### THE EXERCISE
Find every line in the records below that contains the word "dark", and copy each of those lines.

### EXERCISE INPUTS
════════════════════

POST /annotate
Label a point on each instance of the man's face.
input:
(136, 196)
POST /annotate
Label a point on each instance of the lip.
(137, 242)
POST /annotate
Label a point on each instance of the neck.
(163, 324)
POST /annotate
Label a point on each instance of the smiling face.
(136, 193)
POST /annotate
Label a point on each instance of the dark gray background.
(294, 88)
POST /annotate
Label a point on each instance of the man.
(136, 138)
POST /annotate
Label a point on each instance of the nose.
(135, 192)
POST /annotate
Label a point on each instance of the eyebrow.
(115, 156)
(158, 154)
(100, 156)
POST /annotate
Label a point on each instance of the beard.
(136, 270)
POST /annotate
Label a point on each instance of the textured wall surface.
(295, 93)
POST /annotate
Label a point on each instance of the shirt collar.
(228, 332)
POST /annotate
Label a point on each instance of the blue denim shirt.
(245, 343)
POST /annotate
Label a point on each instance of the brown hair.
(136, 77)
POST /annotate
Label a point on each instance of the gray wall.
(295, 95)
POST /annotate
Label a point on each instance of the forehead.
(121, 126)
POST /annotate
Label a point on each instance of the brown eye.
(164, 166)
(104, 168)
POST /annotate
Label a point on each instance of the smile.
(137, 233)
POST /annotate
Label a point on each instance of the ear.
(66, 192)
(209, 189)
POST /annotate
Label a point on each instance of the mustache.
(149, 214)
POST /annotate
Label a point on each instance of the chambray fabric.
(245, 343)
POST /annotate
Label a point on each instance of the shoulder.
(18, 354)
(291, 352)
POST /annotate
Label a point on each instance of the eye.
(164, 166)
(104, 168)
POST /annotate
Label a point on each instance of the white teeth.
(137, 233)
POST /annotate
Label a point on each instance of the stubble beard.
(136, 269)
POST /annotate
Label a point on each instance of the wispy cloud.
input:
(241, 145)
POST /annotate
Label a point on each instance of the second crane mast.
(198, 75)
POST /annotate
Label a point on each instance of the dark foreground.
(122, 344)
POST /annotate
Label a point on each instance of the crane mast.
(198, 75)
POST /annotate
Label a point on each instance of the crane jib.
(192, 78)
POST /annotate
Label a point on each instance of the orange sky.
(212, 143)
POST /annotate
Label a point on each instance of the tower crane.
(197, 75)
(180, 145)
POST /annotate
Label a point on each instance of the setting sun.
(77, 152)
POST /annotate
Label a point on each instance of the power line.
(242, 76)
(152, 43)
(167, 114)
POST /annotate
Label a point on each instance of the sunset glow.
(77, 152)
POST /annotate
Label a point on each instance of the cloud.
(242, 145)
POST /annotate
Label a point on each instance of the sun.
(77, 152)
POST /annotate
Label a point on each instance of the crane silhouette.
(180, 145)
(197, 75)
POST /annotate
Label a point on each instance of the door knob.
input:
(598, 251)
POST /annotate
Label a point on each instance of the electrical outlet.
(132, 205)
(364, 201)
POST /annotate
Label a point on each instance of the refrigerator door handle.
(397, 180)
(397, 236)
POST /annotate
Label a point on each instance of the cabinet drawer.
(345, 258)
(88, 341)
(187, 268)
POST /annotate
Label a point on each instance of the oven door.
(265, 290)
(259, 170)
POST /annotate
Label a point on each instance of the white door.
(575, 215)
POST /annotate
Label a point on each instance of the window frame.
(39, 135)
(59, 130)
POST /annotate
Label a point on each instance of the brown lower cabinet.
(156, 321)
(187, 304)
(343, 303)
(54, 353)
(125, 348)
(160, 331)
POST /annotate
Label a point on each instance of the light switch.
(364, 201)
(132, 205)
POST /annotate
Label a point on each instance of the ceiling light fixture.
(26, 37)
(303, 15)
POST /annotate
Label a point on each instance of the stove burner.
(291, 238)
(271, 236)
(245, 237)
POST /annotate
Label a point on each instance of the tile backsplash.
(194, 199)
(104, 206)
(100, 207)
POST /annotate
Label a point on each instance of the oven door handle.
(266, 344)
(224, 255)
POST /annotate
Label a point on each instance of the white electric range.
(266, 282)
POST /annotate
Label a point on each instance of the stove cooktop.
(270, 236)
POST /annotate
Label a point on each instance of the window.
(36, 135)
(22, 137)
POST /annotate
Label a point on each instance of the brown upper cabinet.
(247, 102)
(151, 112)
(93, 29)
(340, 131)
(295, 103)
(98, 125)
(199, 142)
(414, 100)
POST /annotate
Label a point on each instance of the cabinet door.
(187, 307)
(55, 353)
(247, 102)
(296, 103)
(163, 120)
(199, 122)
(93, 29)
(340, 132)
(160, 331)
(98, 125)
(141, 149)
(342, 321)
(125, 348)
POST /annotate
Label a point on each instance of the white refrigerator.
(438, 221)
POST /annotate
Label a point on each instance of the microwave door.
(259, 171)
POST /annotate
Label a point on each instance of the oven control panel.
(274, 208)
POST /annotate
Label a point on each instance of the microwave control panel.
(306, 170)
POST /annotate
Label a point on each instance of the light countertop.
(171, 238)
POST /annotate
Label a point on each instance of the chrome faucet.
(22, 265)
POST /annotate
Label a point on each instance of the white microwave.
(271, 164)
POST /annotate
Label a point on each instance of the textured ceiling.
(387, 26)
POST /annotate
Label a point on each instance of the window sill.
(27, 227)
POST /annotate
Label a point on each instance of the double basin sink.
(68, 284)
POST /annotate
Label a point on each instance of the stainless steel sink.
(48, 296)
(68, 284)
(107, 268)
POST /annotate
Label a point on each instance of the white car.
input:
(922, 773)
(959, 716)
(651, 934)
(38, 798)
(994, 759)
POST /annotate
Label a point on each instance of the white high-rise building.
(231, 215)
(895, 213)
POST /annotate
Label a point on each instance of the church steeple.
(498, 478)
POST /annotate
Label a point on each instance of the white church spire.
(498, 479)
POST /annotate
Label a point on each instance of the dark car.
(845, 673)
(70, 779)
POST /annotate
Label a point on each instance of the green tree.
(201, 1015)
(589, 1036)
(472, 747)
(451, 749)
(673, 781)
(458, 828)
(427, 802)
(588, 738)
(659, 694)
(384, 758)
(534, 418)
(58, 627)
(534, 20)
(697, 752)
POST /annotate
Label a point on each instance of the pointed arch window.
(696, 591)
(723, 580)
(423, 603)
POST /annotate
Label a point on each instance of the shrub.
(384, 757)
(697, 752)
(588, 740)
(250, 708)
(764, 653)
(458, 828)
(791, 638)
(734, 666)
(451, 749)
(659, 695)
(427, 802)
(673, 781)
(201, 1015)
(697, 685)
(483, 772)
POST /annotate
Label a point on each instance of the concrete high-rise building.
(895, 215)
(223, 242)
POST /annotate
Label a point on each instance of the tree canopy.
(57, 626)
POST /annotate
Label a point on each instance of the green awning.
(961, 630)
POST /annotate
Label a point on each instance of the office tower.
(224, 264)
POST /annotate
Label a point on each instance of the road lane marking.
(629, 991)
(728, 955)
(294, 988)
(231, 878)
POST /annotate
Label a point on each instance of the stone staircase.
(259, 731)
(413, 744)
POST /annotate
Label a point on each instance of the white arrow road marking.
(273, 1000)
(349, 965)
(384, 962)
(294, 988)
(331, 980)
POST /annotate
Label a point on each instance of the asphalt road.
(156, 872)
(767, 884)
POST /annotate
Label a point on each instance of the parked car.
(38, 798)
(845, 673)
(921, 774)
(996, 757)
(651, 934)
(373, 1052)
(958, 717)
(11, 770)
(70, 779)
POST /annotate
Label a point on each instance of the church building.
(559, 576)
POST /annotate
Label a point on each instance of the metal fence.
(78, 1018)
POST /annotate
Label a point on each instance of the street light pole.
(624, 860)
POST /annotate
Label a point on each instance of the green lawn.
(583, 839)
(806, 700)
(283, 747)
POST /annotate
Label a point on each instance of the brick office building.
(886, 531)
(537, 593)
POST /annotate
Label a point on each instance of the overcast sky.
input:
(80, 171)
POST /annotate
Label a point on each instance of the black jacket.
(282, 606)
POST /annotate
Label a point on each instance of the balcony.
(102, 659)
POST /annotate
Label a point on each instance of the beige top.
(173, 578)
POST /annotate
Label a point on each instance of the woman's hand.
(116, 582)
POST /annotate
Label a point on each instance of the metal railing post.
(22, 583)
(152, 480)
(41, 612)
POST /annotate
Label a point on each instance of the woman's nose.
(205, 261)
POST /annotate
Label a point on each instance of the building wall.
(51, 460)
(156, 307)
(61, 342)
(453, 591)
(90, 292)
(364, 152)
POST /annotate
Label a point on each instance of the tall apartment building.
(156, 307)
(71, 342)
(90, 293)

════════════════════

### ANSWER BELOW
Label a point on each instance of the dark gray background.
Label a point on each instance of the dark foreground.
Label a point on each instance of the dark car.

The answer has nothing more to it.